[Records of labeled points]
┄┄┄┄┄┄┄┄┄┄
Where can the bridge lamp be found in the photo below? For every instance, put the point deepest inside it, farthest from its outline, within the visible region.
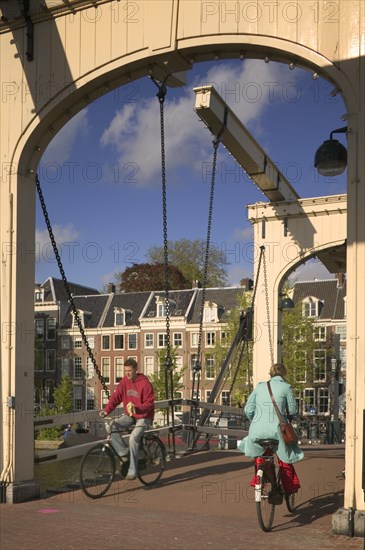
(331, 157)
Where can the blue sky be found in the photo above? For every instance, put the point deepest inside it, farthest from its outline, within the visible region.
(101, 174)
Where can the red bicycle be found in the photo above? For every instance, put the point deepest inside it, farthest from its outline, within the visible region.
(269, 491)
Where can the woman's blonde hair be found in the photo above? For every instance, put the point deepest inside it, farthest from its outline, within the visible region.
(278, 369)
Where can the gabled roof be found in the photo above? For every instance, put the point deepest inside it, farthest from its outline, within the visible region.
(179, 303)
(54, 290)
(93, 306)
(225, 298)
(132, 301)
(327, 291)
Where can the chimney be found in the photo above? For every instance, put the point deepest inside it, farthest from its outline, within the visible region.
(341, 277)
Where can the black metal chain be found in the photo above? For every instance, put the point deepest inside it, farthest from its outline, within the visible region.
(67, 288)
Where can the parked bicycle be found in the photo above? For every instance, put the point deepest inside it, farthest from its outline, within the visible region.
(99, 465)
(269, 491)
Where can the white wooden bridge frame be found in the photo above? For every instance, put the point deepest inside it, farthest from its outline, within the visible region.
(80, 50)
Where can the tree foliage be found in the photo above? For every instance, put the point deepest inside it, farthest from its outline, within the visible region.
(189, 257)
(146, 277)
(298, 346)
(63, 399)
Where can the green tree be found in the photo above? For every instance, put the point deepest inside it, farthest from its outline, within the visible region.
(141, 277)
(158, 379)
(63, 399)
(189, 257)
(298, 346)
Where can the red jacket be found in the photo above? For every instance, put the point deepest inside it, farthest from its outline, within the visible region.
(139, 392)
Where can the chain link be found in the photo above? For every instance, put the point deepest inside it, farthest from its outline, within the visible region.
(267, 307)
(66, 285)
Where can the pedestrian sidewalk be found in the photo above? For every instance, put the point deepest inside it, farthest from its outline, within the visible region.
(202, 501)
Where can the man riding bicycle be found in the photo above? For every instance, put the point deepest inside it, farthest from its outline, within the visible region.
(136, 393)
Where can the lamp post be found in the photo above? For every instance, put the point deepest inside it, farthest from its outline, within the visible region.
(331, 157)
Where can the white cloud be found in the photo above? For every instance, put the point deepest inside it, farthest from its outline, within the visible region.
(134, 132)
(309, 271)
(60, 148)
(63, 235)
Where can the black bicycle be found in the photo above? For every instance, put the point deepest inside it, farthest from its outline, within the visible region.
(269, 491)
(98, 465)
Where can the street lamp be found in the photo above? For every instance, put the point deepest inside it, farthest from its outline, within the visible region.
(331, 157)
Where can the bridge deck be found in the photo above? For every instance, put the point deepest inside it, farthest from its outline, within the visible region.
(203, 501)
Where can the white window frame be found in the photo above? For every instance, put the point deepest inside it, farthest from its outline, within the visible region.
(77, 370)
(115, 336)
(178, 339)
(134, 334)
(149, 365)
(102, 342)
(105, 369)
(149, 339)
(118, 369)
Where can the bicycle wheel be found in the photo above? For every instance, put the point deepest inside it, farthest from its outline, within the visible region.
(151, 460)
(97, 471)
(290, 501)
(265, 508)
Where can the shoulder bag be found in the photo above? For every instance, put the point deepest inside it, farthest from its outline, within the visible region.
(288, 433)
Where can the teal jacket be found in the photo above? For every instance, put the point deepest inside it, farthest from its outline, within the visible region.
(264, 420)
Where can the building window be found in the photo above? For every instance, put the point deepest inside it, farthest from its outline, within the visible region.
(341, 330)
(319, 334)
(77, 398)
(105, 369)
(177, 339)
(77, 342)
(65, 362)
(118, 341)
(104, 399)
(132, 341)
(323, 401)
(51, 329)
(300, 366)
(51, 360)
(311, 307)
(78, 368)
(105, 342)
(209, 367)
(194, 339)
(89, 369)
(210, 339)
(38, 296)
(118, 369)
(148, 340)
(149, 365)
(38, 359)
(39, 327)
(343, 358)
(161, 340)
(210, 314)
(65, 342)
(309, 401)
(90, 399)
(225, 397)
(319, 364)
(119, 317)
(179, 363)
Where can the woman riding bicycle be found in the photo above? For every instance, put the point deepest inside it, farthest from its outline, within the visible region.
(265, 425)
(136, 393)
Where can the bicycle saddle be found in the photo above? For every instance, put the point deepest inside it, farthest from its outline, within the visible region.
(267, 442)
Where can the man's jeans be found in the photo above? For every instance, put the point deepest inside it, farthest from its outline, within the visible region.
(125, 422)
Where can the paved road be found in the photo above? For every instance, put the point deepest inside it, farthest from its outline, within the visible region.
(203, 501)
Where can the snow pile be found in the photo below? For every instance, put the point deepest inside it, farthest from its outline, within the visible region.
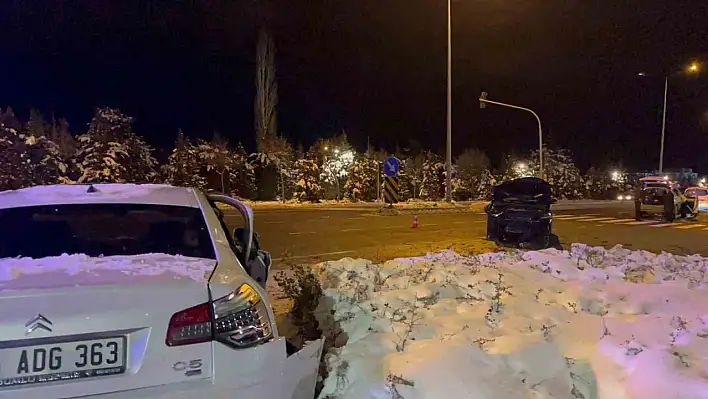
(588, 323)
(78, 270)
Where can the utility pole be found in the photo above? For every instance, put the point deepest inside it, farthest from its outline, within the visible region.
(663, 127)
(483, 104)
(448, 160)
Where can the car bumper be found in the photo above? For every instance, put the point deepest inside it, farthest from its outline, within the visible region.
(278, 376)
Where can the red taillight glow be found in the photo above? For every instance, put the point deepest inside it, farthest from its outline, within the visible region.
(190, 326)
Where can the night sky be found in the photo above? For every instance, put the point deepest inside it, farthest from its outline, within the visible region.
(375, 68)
┄┄┄┄┄┄┄┄┄┄
[Set problem]:
Extract all of the items above verbatim, leaving the pictures out of your answer.

[Written response]:
Where can the bridge lamp be found in the photo below? For every instance, put the point deepest inside it, farthest from its outline, within the visible region.
(331, 157)
Where can the blue sky be found in the photo above? For every instance, put the point deepest inside it, farthest from its outline, within the visible region.
(101, 174)
Where can the red bicycle be found in the photo above? For every instance, put the point deepest inside it, farthest from its outline, within the visible region.
(269, 491)
Where can the woman's blonde hair be found in the photo above? For every instance, put the point deepest inside it, farthest from its outline, within the visible region.
(278, 369)
Where can the gabled roof be found in the photo above? For every instance, put the point deepest inside it, farthest from its outline, within the visible region.
(179, 303)
(54, 290)
(93, 306)
(225, 298)
(132, 301)
(327, 291)
Where can the chimney be found in the photo above? For every instance, put the point deepest inside it, farthest from its outline, within the visible region.
(341, 277)
Where can the black metal chain be found in the photo above? For every instance, put the point deepest inside it, farthest from its outline, within the visible region.
(67, 288)
Where can the parked bicycle be found in the photo above? For every instance, put the point deepest inside it, farthest from its outline, within the visible region.
(99, 465)
(269, 491)
Where can the white wooden bridge frame be found in the photo above? For every instance, put the point deepest inside it, farthest from its outline, within the visible region.
(80, 50)
Where can the tree foliage be found in the photo above? For every instance, put the point deepest inside it, farthest from its outline, within the visible region.
(189, 257)
(146, 277)
(298, 346)
(63, 399)
Where can the green tree be found in the photo above? For every instance, put the point deepest inside it, farthest from its outline, within the visible region.
(141, 277)
(158, 379)
(63, 399)
(189, 257)
(298, 346)
Where can the red jacket be found in the photo above? For every instance, put the point deepest inside it, farthest from its outline, within the visible region.
(139, 392)
Where can the chain link be found in the photo above? For every instance, put the point deepest inside it, farthest from its outline, within the visible region.
(267, 307)
(66, 285)
Where can the pedestrian sidewalk be found in the photo above? For every instance, put the point deepest inside it, farthest from its outline, within the visible region.
(202, 501)
Where can the man riding bicycle be found in the photo above? For every instance, put the point deepest inside it, farthest from its outline, within the visible region.
(136, 393)
Where can the lamp post be found in the photo above? For every instance, put the point deepest inside it, farthest from its outline, within the visible region.
(331, 157)
Where can the white cloud be found in the photo above? For every instance, put the point deepest inside it, farthest from its outline, within the visible region.
(134, 132)
(309, 271)
(60, 148)
(63, 235)
Where can the black bicycle be found in the photo above? For every instance, put the point deepest inside it, farthest from its outline, within the visible region.
(269, 491)
(98, 465)
Where can the street lamp be found in the photo above? For every instance, put the point deepest inside it, farthest from its outline, within the visible region.
(331, 157)
Where can the bridge deck be found in the photo above? For every instance, put the point deepest inside it, farthest from its outline, within the visible region.
(203, 501)
Where can the white window frame be found in the photo above? For every instance, put the point deepest inside it, farthest from its outline, within the visible region.
(77, 370)
(115, 336)
(178, 339)
(134, 334)
(149, 365)
(102, 342)
(105, 369)
(149, 339)
(118, 369)
Where can the bicycle wheel be found in the photo above? For every instance, put the point deepest inside it, farthest from its outline, within the visible region.
(151, 460)
(97, 471)
(290, 501)
(265, 508)
Where can the shoulder bag be found in the photo above? For every instance, put the point deepest inside it, farthest from its outline, within the visible region.
(288, 433)
Where can the teal jacket be found in the photo above? For every instance, put the point deepest inside it, farthest from its outline, within the visible region.
(264, 420)
Where can the building window be found in the photo above? For every instance, put the point deepest inside it, farthest from its outline, within the visible region.
(341, 330)
(319, 334)
(77, 398)
(105, 369)
(177, 339)
(77, 342)
(65, 362)
(118, 341)
(104, 399)
(132, 341)
(323, 401)
(51, 329)
(300, 366)
(51, 360)
(311, 307)
(78, 368)
(105, 342)
(209, 367)
(194, 339)
(89, 369)
(210, 339)
(38, 296)
(118, 369)
(148, 340)
(149, 365)
(38, 359)
(39, 327)
(343, 358)
(161, 340)
(210, 314)
(65, 342)
(309, 401)
(90, 399)
(225, 397)
(319, 364)
(119, 317)
(179, 363)
Where can the woman riding bicycle be found in the photo above? For every instance, put the point deepest inside it, farthest from its outline, within the visible region.
(265, 425)
(136, 393)
Where can the bicycle saddle be found in the photo above? For every instance, put the point deepest inside it, farthest from its outline, within the visible region.
(267, 442)
Where can the man's jeans be found in the photo above? For every instance, put the point deepest inside it, farthest from its outline, within the visible region.
(125, 422)
Where can the paved road be found in the photo above? For every instance, put the point deepest inside it, farthest from its outline, within the visible region.
(203, 501)
Where can the snow pile be found in the photo below? For every instance, put the point deepest inside it, farthest from its outline, within the visible region.
(588, 323)
(78, 270)
Where can the utility pole be found in the photo above? For every instance, put the point deepest inside it, farthest from its outline, within the visible region.
(663, 127)
(483, 104)
(448, 160)
Where can the car bumper be found in the photo above? For every instance, put the point deepest inside it, farthest from its outline, within the visible region.
(278, 376)
Where can the red taillight glow be found in the photo above? For every instance, put the point deepest inside it, farthest from its outline, within the visible region.
(190, 326)
Where can the night sky be found in the photo above? For every instance, put the point deepest inside it, farthest from its outline, within the visible region.
(375, 68)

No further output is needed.